**To be done**
Return every one of the records below unchanged, line for line.

**Source records**
+ + + + + + +

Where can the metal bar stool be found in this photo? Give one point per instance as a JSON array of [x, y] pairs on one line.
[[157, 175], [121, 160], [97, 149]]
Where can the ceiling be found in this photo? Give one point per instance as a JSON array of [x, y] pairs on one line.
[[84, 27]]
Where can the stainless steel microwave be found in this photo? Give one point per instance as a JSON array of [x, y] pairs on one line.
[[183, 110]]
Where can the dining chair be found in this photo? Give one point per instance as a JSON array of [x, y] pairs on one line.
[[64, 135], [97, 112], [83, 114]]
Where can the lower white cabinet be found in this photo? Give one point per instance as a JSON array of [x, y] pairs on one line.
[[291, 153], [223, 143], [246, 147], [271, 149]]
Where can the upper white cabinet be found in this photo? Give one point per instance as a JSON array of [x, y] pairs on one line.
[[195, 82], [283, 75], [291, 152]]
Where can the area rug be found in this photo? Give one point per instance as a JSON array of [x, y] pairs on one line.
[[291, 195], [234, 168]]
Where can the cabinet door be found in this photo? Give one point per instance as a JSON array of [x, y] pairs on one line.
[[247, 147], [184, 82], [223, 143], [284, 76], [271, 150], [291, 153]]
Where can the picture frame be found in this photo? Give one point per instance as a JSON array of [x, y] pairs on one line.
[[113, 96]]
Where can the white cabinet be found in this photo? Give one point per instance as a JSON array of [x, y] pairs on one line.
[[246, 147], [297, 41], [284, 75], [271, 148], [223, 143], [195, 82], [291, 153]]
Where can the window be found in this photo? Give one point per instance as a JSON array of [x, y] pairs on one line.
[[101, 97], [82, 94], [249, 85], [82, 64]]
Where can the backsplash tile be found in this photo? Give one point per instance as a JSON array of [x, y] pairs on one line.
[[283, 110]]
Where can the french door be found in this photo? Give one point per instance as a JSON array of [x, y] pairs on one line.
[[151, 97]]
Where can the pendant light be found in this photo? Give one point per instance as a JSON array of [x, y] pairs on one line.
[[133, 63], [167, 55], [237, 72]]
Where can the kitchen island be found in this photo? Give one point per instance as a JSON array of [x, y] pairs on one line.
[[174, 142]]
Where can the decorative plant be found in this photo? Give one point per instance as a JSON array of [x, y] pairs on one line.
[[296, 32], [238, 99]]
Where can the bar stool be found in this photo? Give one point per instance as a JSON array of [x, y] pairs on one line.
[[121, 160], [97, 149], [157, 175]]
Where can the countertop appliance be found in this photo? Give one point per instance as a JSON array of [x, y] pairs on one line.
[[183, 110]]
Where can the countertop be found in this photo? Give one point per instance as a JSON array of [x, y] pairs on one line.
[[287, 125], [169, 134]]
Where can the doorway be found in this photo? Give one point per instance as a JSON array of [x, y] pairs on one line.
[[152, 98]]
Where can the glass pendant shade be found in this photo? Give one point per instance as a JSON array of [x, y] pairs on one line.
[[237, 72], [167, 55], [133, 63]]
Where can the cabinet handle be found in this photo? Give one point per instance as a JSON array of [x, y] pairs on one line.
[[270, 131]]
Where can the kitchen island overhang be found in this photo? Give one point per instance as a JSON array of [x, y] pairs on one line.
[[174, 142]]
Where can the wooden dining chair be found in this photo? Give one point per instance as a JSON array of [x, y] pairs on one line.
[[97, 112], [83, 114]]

+ + + + + + +

**Task response**
Where can the metal bar stool be found in this photo? Give one point per instance as a JSON array of [x, y] pairs on one line.
[[157, 175], [121, 160], [97, 149]]
Where can the ceiling be found in this photo? Give one point per instance as a JSON array of [x, y] pairs on one line.
[[84, 27]]
Where can the stainless steel microwave be found in this photo? Give one point per instance as a JSON array of [x, y] pairs on one line.
[[183, 110]]
Where can the dining chair be found in this photo? Give one point per instance as a JSON array of [x, y] pairs on one line.
[[64, 135], [97, 112], [83, 114]]
Where can the lower white cabinet be found in this photo? Give one point per instance as a JSON array of [x, y] pairs on one line.
[[291, 153], [223, 143], [246, 147], [271, 149]]
Where can the upper white cabinet be found in this photo? Give one point per instance as a JSON array of [x, y] pairs on one line.
[[195, 82], [283, 75], [291, 152]]
Where can the area rug be found in this photo? Give one point per instance as a JSON array of [x, y] pairs on one line.
[[291, 195], [234, 168]]
Where can the cabinet door be found in this photo? Give one point per instance as a JSON array of [x, y] pairs on one line.
[[247, 147], [184, 82], [223, 143], [284, 76], [271, 150], [291, 153]]
Where can the picture frame be found in this photo? Give one point per instance as a JSON array of [x, y] pairs on one line.
[[113, 96]]
Where can the white cabinet be found in this photo? Give one point per instance as a JSON array of [x, y] pairs on one line.
[[246, 147], [297, 41], [284, 75], [271, 148], [223, 143], [195, 82], [291, 153]]
Where can the window be found in this photo? Give one point per instance as a JSON array of [x, y] pairs on one line.
[[101, 97], [82, 94], [249, 85], [82, 64]]
Where can the backsplash tile be found in this photo? Give one point per instance as a JSON array of [x, y] pairs on one line.
[[283, 110]]
Where can the french door be found in this photo? Give one point per instance as a JSON array of [x, y] pairs on one line.
[[151, 97]]
Where can the pendant light be found in this photo? Give one point per instance as a JSON array of [x, y] pairs on one line.
[[133, 63], [167, 55], [237, 72]]
Where can the kitchen island be found in this photo? Give one point per instance as a JSON array of [x, y] pairs on one line.
[[174, 142]]
Where can the decorative plant be found in this photo? Give one point per instance as a JSON array of [x, y] pairs on one line.
[[296, 32], [238, 99]]
Where can the bar stool be found in this photo? Give one point per instance as a JSON array of [x, y] pairs on one line.
[[121, 160], [97, 149], [157, 175]]
Where can the countertop appliance be found in this photo? Give one point per instance as a JSON array of [x, y] pairs on one line.
[[183, 110]]
Where can the countertop be found in this photo? Give one point per instance as a JSON array of [x, y] pairs on one line.
[[287, 125], [169, 134]]
Where can the doorway be found in this photo? Give one point per instance as a JSON array of [x, y] pairs on one line.
[[152, 98]]
Where can the glass pendant shade be found in this photo? Give one point per instance as a JSON array of [x, y] pairs on one line.
[[237, 72], [167, 55], [133, 63]]
Where can the cabinet handle be found in this photo? Give one point per instance as a JSON array of [x, y] pairs on one line.
[[270, 131]]
Where can the kitchen island overhang be found in this photo? Give one point per instance as a JSON array of [x, y] pairs on one line.
[[174, 142]]
Where can the wooden dining chair be found in this photo? Give one point per instance as a JSON array of [x, y] pairs on one line.
[[97, 112], [83, 114]]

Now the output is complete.